Point placement records

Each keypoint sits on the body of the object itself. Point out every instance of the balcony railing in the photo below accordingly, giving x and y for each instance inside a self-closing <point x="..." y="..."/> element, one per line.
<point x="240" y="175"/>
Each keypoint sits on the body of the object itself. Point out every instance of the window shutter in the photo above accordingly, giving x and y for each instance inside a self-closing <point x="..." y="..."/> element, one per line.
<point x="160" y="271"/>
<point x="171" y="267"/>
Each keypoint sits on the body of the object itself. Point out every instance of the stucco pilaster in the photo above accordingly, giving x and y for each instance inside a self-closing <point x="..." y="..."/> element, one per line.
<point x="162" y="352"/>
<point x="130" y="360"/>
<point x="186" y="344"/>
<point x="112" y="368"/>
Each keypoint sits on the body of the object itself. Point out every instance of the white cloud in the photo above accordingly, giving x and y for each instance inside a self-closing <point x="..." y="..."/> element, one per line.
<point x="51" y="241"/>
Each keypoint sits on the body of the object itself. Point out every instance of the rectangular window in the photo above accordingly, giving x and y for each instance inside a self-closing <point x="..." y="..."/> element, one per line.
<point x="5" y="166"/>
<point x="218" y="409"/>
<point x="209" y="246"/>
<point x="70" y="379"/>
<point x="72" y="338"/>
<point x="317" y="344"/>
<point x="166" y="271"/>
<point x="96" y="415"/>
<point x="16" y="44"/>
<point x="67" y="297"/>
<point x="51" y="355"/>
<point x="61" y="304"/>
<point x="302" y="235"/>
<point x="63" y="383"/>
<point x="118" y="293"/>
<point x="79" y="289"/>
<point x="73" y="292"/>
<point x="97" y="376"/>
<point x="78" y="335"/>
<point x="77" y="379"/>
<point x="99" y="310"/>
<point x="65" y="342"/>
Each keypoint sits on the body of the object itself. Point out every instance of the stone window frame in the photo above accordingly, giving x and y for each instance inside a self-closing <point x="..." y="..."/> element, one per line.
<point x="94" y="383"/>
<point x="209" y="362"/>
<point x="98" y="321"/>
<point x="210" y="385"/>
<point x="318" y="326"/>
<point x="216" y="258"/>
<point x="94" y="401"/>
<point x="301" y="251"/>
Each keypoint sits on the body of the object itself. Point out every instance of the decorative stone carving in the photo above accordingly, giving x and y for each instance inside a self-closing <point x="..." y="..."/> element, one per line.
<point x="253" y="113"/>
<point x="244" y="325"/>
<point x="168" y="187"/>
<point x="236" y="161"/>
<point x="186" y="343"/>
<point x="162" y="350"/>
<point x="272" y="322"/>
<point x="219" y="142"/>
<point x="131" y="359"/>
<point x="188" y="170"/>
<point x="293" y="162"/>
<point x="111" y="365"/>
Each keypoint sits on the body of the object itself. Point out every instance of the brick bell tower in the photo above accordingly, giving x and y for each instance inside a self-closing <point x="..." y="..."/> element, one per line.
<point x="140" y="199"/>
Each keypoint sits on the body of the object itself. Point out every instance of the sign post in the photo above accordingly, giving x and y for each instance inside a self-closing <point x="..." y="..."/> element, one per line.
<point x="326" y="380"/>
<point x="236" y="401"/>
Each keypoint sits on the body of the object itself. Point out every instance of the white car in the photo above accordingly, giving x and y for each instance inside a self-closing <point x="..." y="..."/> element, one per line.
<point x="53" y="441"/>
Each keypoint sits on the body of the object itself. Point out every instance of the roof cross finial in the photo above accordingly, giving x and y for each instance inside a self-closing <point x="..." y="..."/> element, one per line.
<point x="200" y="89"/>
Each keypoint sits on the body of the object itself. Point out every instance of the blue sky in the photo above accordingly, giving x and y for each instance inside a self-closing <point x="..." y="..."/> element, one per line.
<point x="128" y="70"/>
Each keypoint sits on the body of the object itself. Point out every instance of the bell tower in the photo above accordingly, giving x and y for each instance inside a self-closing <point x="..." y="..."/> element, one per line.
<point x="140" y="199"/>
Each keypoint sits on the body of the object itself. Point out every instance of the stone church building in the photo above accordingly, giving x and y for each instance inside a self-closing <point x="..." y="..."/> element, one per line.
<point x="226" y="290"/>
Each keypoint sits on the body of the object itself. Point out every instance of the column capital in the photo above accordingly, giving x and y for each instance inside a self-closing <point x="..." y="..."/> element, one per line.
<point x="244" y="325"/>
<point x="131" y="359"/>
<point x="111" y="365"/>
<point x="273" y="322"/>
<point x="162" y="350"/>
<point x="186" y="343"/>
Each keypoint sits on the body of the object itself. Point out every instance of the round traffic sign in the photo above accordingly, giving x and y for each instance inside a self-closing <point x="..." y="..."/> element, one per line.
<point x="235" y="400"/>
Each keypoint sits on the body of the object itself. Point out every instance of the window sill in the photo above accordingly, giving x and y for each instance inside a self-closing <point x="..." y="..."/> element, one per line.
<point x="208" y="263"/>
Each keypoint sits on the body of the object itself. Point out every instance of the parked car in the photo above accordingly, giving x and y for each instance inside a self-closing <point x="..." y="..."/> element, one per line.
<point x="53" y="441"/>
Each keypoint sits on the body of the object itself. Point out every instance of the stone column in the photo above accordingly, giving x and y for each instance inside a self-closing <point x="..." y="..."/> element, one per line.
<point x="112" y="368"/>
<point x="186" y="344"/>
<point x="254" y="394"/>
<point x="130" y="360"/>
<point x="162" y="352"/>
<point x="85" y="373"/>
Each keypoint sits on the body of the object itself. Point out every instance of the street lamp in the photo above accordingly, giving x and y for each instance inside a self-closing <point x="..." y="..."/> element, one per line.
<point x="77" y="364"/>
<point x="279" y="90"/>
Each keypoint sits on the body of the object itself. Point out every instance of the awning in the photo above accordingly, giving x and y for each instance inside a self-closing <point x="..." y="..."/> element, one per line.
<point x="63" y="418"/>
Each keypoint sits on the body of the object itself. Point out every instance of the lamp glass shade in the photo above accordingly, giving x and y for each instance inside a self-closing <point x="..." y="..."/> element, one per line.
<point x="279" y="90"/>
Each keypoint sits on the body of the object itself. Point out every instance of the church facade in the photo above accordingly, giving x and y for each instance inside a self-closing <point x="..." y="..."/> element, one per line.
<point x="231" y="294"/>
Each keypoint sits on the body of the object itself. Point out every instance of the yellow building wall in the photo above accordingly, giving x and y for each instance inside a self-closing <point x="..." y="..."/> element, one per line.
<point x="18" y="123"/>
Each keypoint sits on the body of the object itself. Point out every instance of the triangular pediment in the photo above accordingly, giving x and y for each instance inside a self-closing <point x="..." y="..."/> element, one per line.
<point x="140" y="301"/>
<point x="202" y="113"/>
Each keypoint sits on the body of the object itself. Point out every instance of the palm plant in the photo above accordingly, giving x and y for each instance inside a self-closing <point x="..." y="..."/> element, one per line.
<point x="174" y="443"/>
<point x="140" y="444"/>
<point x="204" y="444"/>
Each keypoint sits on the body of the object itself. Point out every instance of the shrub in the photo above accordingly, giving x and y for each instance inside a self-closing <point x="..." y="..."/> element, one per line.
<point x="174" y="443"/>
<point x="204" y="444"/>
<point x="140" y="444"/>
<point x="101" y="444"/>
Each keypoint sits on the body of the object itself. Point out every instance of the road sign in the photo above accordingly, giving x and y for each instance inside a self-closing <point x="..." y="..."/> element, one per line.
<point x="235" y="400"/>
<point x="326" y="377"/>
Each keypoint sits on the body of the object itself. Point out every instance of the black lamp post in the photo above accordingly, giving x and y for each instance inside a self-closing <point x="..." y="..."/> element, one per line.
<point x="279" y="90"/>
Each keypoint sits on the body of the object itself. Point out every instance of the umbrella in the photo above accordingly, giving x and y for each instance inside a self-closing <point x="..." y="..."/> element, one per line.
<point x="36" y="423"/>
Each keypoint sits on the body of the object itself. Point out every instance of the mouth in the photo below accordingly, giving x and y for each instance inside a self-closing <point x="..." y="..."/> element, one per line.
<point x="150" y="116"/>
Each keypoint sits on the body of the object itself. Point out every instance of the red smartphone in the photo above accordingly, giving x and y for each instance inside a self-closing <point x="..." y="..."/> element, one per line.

» WHAT YOU WILL DO:
Reproduce, word for word, the stretch of lines above from the line containing "of the umbrella" through the final line.

» ANSWER TO THE PROBLEM:
Each keypoint sits on the body of the object itself. Point out every instance of the umbrella in the photo above accordingly, giving x and y for each instance inside a self-closing <point x="..." y="..."/> element, one per line.
<point x="36" y="423"/>
Each keypoint sits on the body of the object itself. Point out every instance of the mouth in the photo below accordingly, giving x and y for each instance inside a self-closing <point x="..." y="..."/> element, one per line.
<point x="150" y="116"/>
Each keypoint sits on the body of the object itself. Point out every instance of the red smartphone in the photo above accordingly, giving x and y for each instance inside a self-closing <point x="..." y="..."/> element, one per line.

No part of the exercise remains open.